# Short task 1:
Reproduce the venting post word for word, starting with "Fortunately by the" and going on through "isn’t the answer.".

Venting

The poem I just posted was something I wrote to a friend about 3 years ago. She worked up the courage to let me in and show me the scars on her wrists. Me being 16 at the time could not possibly fathom that a person would deliberately hurt themselves (most likely because of my fear of blood). I reacted in a poor manner and became angry with her. I did not understand why a person would do such a thing. We never spoke of her cutting again. I should’ve been there for her in her time of need, but instead of being a friend I made her feel even more isolated. I never gave her that poem.

Fortunately by the grace of God she became better and now 3 years later I will be attending her wedding very soon. Her life could’ve gone down a very different path if she kept hurting herself the way she did. I want to apologize for acting that way 3 years ago, but I don’t want to spoil her happiness by bringing up a chapter in her life that was filled with depression and hurt. 

That is why I feel that people should educate themselves on not only self harm, but any other mental illness as well. People shouldn’t question why they do it, but focus on a way to help them through it. I regret how I handle the situation and I am very thankful my friend realized that cutting isn’t the answer.

# Short task 2:
How many lines of the entries below contain the string "boxwood"? Reply with the number alone.

# Data section:
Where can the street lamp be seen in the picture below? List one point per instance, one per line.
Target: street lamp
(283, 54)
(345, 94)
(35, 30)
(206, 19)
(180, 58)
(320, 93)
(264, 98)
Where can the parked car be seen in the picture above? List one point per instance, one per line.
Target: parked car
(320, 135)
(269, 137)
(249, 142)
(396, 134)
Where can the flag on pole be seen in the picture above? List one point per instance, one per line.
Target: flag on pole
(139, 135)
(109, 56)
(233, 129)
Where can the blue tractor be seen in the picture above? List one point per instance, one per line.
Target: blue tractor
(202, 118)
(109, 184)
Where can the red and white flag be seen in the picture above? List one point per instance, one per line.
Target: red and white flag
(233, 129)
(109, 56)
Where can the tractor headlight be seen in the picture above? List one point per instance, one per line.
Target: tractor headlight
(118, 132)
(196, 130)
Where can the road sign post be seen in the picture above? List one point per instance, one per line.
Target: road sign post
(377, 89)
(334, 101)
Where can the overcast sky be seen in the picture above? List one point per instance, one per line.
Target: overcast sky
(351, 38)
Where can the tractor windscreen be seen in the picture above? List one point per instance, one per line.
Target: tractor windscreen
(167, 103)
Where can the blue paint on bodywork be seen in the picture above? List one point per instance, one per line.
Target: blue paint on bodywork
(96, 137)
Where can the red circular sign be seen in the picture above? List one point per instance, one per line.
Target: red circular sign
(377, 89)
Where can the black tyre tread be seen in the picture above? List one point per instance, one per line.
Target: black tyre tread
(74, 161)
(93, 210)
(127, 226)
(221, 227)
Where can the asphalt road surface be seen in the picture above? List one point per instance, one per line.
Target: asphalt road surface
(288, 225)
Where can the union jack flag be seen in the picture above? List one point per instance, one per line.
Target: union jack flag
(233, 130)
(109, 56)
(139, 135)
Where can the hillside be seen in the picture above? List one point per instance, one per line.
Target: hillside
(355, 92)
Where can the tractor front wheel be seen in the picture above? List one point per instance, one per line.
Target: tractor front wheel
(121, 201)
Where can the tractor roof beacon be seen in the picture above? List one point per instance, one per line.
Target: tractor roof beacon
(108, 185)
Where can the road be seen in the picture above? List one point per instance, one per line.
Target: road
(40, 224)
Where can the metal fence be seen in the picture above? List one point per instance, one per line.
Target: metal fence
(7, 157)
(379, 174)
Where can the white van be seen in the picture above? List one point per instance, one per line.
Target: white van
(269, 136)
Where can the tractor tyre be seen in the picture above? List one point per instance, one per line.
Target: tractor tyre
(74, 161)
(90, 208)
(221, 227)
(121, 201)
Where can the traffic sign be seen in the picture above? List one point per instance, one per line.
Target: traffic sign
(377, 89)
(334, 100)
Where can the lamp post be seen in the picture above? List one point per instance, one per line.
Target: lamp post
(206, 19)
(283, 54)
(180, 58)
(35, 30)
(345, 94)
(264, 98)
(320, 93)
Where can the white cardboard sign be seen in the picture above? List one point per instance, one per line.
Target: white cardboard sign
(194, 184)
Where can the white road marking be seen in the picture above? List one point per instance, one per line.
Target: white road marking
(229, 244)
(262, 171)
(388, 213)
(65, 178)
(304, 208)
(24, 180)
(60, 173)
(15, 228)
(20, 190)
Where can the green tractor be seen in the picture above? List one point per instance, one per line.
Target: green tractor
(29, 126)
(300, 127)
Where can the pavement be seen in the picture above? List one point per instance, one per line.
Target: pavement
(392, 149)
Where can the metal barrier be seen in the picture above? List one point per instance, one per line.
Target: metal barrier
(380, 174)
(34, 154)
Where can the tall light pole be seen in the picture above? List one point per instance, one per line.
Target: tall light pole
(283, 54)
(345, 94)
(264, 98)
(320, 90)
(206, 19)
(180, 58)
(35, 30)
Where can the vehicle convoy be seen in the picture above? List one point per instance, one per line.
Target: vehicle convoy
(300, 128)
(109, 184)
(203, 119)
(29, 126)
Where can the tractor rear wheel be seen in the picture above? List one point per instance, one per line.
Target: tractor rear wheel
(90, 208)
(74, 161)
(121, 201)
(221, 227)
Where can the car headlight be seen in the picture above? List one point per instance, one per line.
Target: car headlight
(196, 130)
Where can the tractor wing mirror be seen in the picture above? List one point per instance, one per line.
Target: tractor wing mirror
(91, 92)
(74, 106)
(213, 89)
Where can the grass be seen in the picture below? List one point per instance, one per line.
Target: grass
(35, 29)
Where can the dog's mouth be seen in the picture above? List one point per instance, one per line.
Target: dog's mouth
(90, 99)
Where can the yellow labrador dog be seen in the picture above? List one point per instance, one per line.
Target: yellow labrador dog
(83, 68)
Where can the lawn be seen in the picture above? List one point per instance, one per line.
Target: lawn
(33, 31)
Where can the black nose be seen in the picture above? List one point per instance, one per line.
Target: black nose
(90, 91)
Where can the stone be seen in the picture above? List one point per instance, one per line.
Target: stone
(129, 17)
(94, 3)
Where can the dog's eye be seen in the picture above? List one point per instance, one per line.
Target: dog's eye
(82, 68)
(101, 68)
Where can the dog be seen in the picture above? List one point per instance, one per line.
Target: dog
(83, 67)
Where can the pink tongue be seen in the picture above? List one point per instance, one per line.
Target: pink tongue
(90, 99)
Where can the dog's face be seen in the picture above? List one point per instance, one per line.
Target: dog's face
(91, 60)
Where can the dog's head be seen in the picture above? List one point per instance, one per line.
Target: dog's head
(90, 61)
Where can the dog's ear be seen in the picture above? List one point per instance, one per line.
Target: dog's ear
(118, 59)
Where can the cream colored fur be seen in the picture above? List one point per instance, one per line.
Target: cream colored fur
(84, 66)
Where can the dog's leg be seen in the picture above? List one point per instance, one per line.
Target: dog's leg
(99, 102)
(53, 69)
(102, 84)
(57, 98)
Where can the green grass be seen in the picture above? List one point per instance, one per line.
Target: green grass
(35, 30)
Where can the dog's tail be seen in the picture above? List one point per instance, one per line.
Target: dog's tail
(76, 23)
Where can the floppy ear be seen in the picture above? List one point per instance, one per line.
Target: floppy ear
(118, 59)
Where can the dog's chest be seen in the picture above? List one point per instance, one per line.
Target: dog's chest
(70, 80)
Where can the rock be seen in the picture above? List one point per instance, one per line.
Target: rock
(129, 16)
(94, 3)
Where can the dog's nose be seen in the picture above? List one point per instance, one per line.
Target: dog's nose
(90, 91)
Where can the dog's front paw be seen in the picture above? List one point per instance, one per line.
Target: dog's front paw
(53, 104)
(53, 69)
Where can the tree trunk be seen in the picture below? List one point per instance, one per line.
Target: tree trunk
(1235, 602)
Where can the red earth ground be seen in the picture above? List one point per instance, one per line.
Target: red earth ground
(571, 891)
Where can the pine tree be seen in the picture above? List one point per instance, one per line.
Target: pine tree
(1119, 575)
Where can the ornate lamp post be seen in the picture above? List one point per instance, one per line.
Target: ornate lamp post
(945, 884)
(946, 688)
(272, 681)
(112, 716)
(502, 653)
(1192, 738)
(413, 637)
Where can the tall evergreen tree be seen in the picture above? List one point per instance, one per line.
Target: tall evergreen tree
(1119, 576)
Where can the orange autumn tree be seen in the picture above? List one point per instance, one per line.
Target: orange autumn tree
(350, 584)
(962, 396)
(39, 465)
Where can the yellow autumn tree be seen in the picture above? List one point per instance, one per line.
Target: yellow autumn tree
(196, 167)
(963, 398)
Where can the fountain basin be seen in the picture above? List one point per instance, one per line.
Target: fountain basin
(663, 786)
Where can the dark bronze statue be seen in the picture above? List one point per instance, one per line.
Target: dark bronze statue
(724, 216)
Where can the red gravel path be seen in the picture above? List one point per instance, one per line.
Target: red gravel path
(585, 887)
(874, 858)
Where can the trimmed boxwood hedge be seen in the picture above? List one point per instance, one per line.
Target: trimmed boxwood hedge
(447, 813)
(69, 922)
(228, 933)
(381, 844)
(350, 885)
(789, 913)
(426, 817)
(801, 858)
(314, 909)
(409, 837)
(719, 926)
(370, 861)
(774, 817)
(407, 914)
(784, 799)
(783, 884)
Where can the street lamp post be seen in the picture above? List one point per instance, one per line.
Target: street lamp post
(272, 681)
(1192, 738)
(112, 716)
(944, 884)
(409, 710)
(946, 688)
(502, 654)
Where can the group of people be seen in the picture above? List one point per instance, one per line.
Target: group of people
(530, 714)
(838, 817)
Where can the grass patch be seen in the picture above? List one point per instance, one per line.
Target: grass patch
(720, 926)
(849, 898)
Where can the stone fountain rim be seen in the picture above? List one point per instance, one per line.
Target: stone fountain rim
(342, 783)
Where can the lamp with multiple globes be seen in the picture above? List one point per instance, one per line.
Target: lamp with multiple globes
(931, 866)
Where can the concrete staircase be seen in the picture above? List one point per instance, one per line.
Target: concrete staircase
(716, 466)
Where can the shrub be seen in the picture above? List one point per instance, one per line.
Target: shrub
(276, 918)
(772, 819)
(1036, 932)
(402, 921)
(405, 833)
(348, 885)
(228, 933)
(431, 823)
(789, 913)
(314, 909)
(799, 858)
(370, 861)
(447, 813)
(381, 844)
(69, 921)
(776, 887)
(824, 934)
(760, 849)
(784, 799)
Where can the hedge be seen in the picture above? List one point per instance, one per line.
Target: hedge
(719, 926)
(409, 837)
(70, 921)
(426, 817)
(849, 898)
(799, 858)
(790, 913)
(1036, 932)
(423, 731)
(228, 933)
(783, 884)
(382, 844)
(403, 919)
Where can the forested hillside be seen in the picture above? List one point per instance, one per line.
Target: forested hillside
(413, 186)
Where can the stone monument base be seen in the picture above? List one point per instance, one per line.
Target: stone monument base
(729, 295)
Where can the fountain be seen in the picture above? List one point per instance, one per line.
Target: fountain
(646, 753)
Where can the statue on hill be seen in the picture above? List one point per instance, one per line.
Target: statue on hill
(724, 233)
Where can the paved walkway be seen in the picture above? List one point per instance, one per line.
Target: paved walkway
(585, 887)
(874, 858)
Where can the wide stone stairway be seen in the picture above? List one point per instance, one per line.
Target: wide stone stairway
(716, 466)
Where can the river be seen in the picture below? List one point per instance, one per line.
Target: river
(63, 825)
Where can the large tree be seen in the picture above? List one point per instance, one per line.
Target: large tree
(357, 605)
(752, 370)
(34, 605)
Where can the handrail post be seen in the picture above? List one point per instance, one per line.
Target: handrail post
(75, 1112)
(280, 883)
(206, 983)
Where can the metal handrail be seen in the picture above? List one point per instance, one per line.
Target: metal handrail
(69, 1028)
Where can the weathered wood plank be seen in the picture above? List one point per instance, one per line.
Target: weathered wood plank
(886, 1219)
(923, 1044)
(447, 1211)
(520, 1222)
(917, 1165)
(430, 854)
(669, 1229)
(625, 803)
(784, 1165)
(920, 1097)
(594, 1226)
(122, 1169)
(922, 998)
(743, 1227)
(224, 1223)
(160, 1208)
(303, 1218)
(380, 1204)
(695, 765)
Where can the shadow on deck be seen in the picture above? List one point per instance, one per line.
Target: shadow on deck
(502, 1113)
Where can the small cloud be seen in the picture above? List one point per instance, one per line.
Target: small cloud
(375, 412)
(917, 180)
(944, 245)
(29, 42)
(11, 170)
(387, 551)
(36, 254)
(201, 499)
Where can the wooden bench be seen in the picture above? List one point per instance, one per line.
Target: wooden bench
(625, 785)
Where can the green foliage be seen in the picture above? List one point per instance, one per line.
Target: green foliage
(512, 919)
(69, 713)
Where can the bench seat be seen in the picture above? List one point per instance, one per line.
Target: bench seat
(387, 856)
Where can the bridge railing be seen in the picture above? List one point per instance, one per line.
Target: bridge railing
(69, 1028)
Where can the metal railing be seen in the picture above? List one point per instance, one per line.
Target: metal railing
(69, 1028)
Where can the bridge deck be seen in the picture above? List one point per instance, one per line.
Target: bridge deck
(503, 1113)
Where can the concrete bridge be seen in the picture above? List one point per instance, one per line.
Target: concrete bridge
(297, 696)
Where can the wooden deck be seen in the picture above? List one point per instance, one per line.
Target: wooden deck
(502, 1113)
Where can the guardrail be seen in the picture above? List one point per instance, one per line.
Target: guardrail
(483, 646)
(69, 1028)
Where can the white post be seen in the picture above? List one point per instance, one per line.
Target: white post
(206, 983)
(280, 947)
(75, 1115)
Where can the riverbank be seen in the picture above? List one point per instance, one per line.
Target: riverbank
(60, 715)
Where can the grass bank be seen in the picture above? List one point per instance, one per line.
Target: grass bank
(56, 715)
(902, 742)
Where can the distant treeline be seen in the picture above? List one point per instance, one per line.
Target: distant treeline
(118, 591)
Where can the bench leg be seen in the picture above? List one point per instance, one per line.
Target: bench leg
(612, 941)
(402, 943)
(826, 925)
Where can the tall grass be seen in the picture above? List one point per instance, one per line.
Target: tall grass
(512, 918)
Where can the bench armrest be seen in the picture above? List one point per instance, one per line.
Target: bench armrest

# Solution 1:
Fortunately by the grace of God she became better and now 3 years later I will be attending her wedding very soon. Her life could’ve gone down a very different path if she kept hurting herself the way she did. I want to apologize for acting that way 3 years ago, but I don’t want to spoil her happiness by bringing up a chapter in her life that was filled with depression and hurt. 

That is why I feel that people should educate themselves on not only self harm, but any other mental illness as well. People shouldn’t question why they do it, but focus on a way to help them through it. I regret how I handle the situation and I am very thankful my friend realized that cutting isn’t the answer.

# Solution 2:
2